• **Work to be completed**
Your task is to gather the lines below that hold the string "gray".

• **Supplied data**
——————————

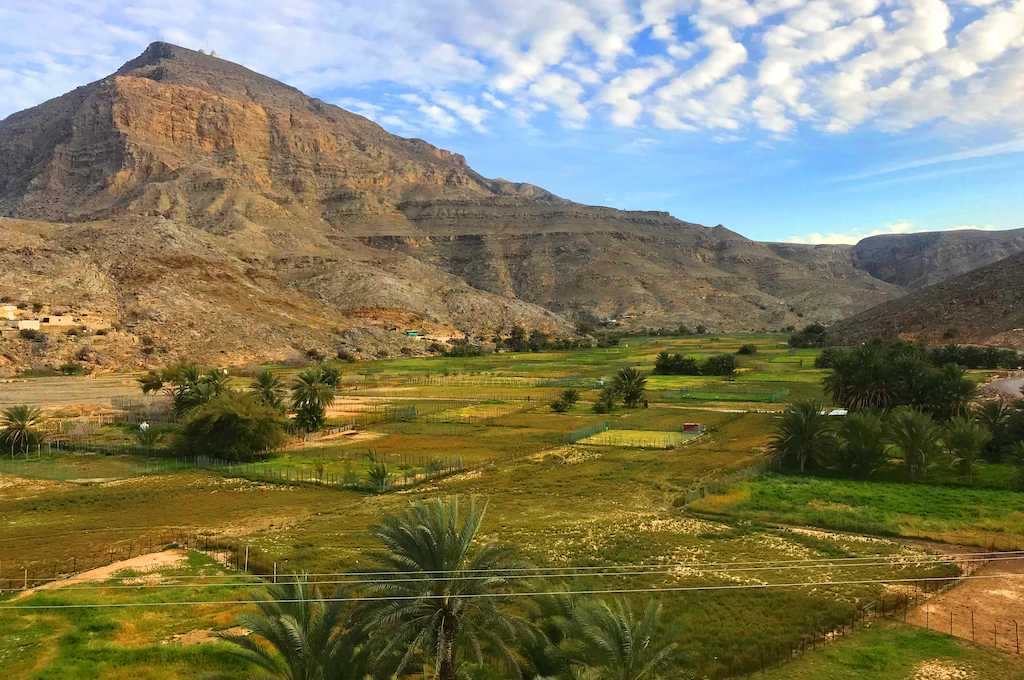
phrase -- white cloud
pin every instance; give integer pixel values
(756, 67)
(854, 236)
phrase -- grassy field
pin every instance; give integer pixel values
(970, 516)
(560, 504)
(893, 651)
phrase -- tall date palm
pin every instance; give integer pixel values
(446, 603)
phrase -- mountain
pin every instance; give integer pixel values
(206, 211)
(918, 260)
(985, 306)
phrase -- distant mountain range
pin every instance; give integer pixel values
(985, 305)
(209, 212)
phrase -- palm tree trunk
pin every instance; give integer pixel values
(445, 670)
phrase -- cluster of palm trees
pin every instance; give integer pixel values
(886, 375)
(440, 602)
(863, 441)
(192, 386)
(19, 428)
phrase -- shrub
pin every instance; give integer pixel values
(233, 426)
(72, 369)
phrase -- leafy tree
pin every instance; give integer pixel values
(430, 619)
(631, 386)
(803, 433)
(965, 440)
(860, 449)
(19, 428)
(915, 436)
(268, 388)
(611, 642)
(296, 634)
(675, 365)
(232, 425)
(565, 400)
(995, 416)
(148, 436)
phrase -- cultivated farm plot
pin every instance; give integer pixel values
(639, 438)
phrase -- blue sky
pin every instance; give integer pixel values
(817, 121)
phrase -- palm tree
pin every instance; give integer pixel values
(268, 388)
(631, 385)
(449, 602)
(17, 427)
(309, 389)
(803, 432)
(296, 634)
(612, 642)
(861, 448)
(914, 435)
(965, 440)
(995, 416)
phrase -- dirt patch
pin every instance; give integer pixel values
(980, 609)
(14, 486)
(143, 563)
(203, 636)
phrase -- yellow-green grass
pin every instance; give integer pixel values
(639, 438)
(896, 651)
(971, 516)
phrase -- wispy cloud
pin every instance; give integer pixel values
(759, 71)
(854, 236)
(1004, 147)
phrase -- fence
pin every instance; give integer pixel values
(58, 468)
(382, 481)
(587, 431)
(729, 391)
(721, 485)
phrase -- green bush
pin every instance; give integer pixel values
(233, 426)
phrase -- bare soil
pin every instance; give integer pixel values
(993, 603)
(145, 564)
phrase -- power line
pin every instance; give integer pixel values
(671, 589)
(665, 570)
(557, 570)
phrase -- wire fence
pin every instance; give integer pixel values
(90, 470)
(721, 485)
(377, 477)
(587, 431)
(729, 391)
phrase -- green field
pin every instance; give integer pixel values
(969, 516)
(588, 504)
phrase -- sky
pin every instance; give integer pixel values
(809, 121)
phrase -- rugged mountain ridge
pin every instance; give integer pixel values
(183, 168)
(985, 306)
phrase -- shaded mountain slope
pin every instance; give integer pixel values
(982, 306)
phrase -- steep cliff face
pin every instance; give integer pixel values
(314, 205)
(918, 260)
(985, 305)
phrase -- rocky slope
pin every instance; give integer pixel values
(223, 215)
(916, 260)
(985, 305)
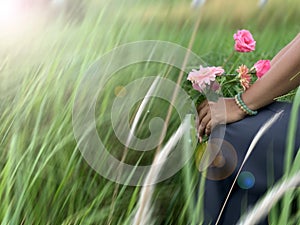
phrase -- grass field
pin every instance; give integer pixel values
(43, 177)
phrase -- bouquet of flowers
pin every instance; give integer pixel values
(211, 81)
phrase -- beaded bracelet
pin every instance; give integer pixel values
(243, 106)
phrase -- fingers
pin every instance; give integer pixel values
(203, 125)
(204, 119)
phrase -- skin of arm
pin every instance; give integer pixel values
(282, 77)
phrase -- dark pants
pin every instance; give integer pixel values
(264, 166)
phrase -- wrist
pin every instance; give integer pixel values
(243, 106)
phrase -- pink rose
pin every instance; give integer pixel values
(245, 77)
(261, 67)
(244, 41)
(204, 77)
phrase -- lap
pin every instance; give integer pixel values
(264, 166)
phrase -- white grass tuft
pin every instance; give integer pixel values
(143, 214)
(264, 206)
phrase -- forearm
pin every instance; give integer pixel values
(279, 80)
(277, 57)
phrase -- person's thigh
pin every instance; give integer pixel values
(263, 167)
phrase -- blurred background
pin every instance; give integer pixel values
(45, 49)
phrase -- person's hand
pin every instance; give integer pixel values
(224, 111)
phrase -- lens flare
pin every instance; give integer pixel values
(246, 180)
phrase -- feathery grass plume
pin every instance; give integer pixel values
(259, 134)
(129, 138)
(263, 207)
(143, 213)
(141, 109)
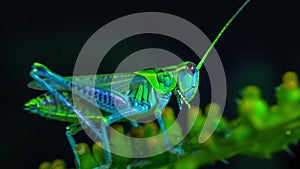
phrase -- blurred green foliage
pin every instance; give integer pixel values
(259, 130)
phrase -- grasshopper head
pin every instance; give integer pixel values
(187, 80)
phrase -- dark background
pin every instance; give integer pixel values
(260, 45)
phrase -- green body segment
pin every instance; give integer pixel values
(47, 105)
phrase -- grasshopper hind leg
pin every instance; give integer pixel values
(38, 71)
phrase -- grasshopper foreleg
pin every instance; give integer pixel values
(162, 102)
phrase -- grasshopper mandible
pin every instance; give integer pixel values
(150, 91)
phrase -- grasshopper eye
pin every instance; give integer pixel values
(191, 67)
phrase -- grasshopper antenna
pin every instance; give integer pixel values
(220, 34)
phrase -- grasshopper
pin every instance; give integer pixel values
(149, 93)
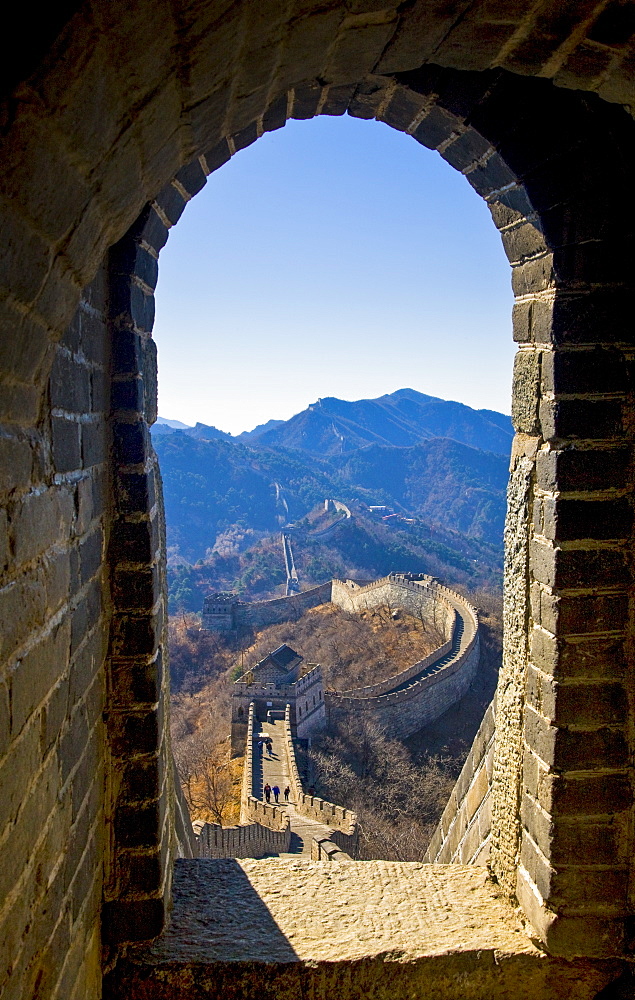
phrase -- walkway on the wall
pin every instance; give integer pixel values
(462, 636)
(272, 768)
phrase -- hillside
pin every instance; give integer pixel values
(212, 486)
(359, 548)
(334, 426)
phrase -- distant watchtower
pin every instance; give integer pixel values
(219, 611)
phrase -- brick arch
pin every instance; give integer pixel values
(111, 101)
(520, 144)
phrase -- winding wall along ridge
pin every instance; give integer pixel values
(414, 700)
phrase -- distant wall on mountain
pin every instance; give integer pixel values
(407, 707)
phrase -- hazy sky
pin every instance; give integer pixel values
(334, 257)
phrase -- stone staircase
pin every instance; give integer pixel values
(272, 768)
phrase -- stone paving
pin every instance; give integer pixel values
(384, 930)
(272, 768)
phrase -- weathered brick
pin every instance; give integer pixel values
(578, 567)
(15, 463)
(582, 469)
(591, 704)
(599, 370)
(590, 795)
(35, 676)
(581, 418)
(22, 608)
(66, 444)
(587, 657)
(70, 383)
(39, 521)
(131, 443)
(569, 615)
(137, 682)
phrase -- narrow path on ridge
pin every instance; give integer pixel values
(272, 768)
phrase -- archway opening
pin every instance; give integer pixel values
(334, 258)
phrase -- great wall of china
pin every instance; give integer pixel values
(402, 704)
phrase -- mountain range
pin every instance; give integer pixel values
(334, 427)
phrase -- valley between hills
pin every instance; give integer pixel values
(422, 481)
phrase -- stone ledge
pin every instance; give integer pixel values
(285, 928)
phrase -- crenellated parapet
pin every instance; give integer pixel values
(422, 692)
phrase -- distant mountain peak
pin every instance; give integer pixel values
(403, 418)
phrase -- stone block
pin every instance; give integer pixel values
(525, 392)
(69, 383)
(533, 276)
(22, 611)
(591, 704)
(15, 463)
(582, 418)
(594, 519)
(135, 492)
(581, 615)
(588, 657)
(599, 370)
(136, 734)
(37, 673)
(590, 795)
(131, 442)
(73, 743)
(66, 444)
(594, 842)
(127, 258)
(579, 469)
(137, 683)
(134, 920)
(128, 395)
(436, 128)
(150, 229)
(136, 590)
(137, 634)
(575, 568)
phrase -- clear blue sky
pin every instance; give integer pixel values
(334, 257)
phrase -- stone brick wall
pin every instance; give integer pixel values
(281, 609)
(310, 708)
(251, 841)
(99, 123)
(404, 710)
(54, 614)
(463, 833)
(342, 822)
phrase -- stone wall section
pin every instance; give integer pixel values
(404, 710)
(88, 142)
(54, 610)
(463, 833)
(250, 841)
(281, 609)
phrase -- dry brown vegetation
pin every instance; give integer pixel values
(397, 801)
(353, 649)
(398, 791)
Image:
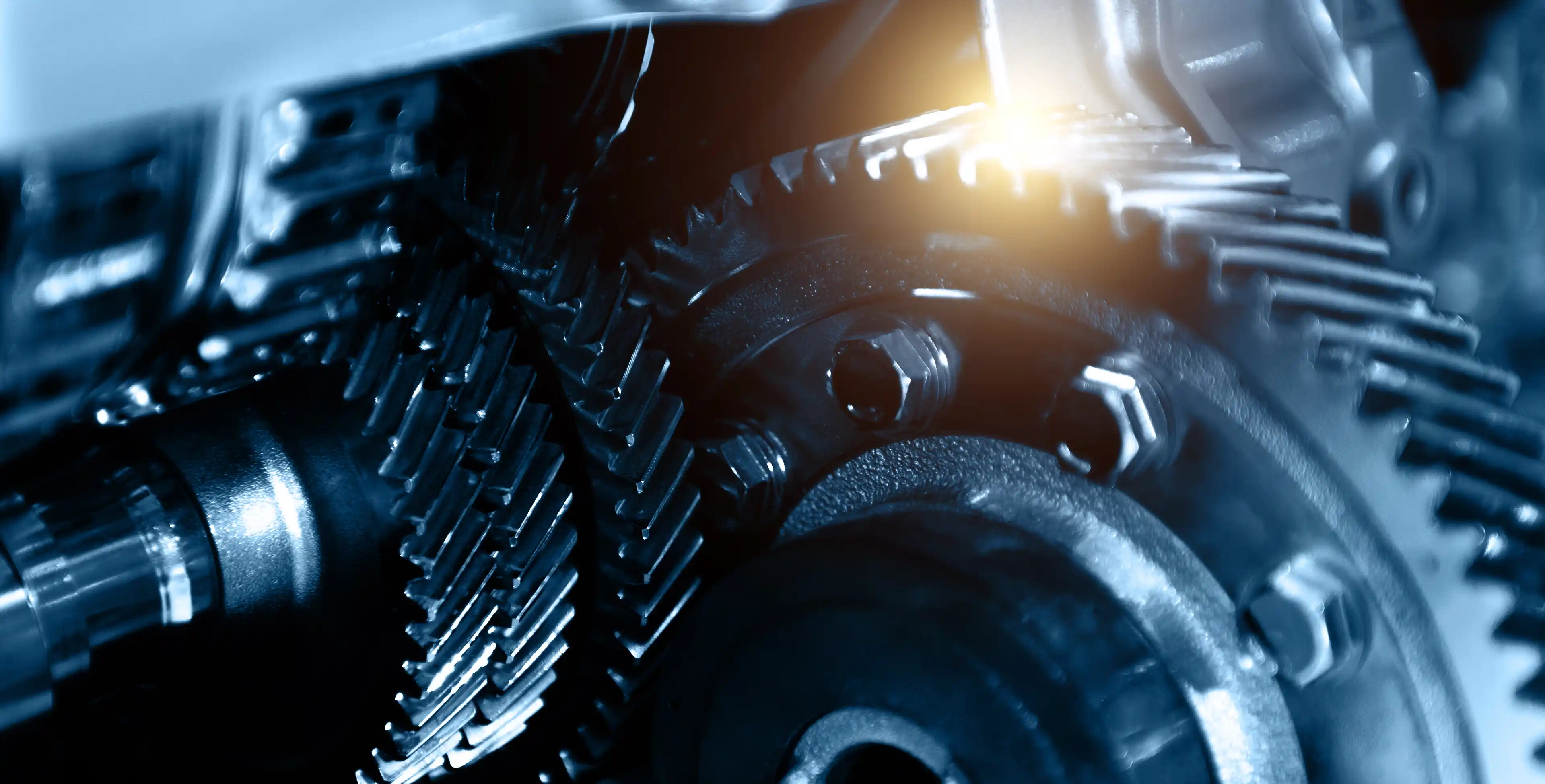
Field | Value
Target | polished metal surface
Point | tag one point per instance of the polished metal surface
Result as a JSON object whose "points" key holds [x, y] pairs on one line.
{"points": [[107, 62], [106, 551]]}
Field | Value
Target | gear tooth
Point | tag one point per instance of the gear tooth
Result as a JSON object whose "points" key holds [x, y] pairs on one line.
{"points": [[1471, 500], [645, 508], [747, 186], [540, 642], [456, 493], [425, 411], [668, 609], [1292, 237], [1355, 345], [830, 160], [597, 303], [645, 558], [486, 369], [523, 447], [506, 399], [1294, 298], [391, 400], [452, 561], [640, 459], [375, 359], [620, 345], [436, 306], [569, 275], [790, 169], [1235, 263]]}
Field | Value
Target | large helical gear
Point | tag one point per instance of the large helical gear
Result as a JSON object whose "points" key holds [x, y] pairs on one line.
{"points": [[1385, 380], [490, 519]]}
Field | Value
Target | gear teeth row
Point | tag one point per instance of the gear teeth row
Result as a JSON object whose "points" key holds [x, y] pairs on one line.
{"points": [[599, 337], [490, 530], [1257, 246]]}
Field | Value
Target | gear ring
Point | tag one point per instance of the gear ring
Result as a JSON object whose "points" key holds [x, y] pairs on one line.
{"points": [[1261, 252]]}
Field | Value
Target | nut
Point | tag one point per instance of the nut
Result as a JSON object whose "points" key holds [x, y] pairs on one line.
{"points": [[892, 376], [1111, 420], [1309, 619], [748, 473]]}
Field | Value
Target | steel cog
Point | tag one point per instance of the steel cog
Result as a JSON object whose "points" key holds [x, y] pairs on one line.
{"points": [[1385, 380]]}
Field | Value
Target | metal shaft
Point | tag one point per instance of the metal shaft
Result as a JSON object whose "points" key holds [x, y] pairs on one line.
{"points": [[112, 547]]}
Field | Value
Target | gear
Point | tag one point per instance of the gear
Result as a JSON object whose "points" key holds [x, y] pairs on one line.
{"points": [[597, 335], [1263, 257], [490, 522]]}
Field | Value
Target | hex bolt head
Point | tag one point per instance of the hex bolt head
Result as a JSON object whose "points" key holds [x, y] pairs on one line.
{"points": [[1113, 420], [890, 374], [1311, 619], [745, 477]]}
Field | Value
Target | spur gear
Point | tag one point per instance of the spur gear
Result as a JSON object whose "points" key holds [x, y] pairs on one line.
{"points": [[1349, 351]]}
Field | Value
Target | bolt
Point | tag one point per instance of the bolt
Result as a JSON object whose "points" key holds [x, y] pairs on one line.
{"points": [[747, 473], [1309, 619], [894, 376], [1111, 420]]}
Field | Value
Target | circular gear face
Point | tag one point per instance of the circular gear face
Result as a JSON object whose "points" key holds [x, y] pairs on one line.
{"points": [[1294, 369]]}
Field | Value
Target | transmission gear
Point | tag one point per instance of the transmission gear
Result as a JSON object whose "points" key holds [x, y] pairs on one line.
{"points": [[1315, 326]]}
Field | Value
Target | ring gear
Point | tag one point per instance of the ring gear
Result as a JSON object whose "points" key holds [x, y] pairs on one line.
{"points": [[1376, 346]]}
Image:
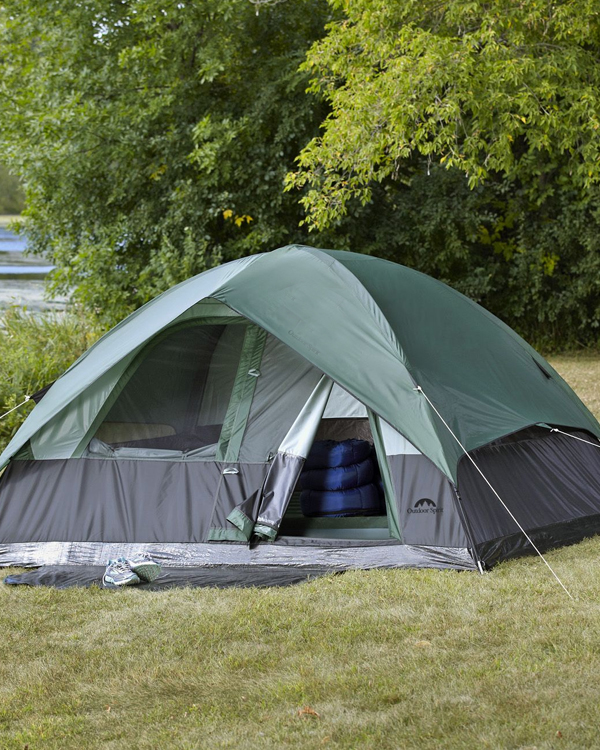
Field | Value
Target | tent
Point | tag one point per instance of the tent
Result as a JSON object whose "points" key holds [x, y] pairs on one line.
{"points": [[184, 430]]}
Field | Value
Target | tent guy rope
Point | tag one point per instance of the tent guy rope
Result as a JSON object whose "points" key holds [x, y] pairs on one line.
{"points": [[504, 505], [26, 399]]}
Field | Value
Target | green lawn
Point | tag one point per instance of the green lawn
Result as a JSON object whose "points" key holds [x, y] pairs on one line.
{"points": [[387, 659]]}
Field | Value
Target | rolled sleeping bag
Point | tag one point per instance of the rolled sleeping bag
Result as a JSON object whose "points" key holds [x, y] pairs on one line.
{"points": [[327, 454], [358, 501], [338, 477]]}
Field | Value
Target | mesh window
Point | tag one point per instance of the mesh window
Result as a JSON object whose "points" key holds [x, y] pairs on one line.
{"points": [[177, 396]]}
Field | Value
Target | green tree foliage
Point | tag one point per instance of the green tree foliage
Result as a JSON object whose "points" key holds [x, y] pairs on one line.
{"points": [[470, 133], [498, 88], [34, 351], [153, 136]]}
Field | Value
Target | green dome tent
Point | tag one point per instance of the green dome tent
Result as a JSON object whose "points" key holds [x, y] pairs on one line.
{"points": [[183, 431]]}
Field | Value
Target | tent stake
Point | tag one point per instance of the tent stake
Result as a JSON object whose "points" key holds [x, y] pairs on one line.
{"points": [[15, 407]]}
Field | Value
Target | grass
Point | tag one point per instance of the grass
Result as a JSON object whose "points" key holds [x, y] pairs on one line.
{"points": [[411, 659], [34, 351]]}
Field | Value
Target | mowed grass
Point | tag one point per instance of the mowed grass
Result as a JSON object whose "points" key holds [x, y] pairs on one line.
{"points": [[5, 219], [384, 659]]}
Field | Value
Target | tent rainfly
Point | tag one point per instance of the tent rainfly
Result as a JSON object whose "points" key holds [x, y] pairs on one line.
{"points": [[184, 430]]}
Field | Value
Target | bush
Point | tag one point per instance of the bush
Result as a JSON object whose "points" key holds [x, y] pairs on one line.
{"points": [[34, 351]]}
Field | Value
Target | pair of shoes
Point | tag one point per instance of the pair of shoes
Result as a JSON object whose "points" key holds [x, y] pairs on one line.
{"points": [[129, 572]]}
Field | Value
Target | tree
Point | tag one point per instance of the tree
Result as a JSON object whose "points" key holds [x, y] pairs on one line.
{"points": [[153, 136], [11, 197], [498, 90]]}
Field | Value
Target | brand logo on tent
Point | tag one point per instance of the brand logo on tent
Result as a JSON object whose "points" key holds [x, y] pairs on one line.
{"points": [[425, 505]]}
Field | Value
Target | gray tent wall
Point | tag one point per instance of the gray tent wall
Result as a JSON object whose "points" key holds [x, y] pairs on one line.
{"points": [[77, 494]]}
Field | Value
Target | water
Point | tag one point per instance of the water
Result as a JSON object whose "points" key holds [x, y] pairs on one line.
{"points": [[22, 276]]}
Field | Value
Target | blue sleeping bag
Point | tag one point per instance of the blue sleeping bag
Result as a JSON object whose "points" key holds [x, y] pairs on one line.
{"points": [[359, 501], [327, 454], [338, 477]]}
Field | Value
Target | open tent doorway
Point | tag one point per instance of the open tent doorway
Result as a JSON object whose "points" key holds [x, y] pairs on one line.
{"points": [[185, 430]]}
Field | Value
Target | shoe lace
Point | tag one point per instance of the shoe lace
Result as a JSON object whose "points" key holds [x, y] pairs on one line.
{"points": [[121, 566]]}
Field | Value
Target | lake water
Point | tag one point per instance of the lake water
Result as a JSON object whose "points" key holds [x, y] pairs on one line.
{"points": [[22, 276]]}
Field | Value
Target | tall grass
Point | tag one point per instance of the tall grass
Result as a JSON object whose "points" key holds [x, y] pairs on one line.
{"points": [[34, 351]]}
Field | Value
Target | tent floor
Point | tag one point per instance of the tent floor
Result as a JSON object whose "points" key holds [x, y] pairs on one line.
{"points": [[231, 576]]}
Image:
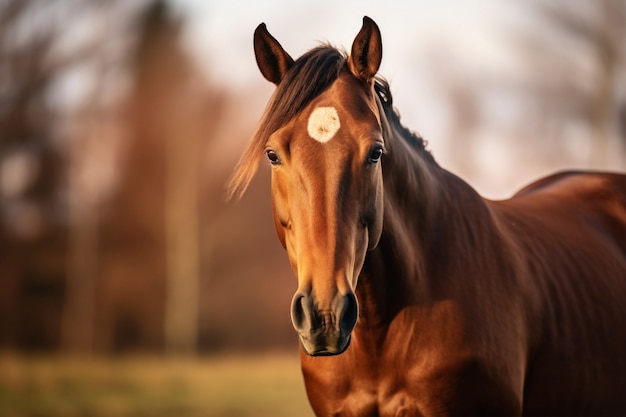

——————————

• **Written response**
Target | gray tent wall
Point | tag one point per instance of the gray tent wall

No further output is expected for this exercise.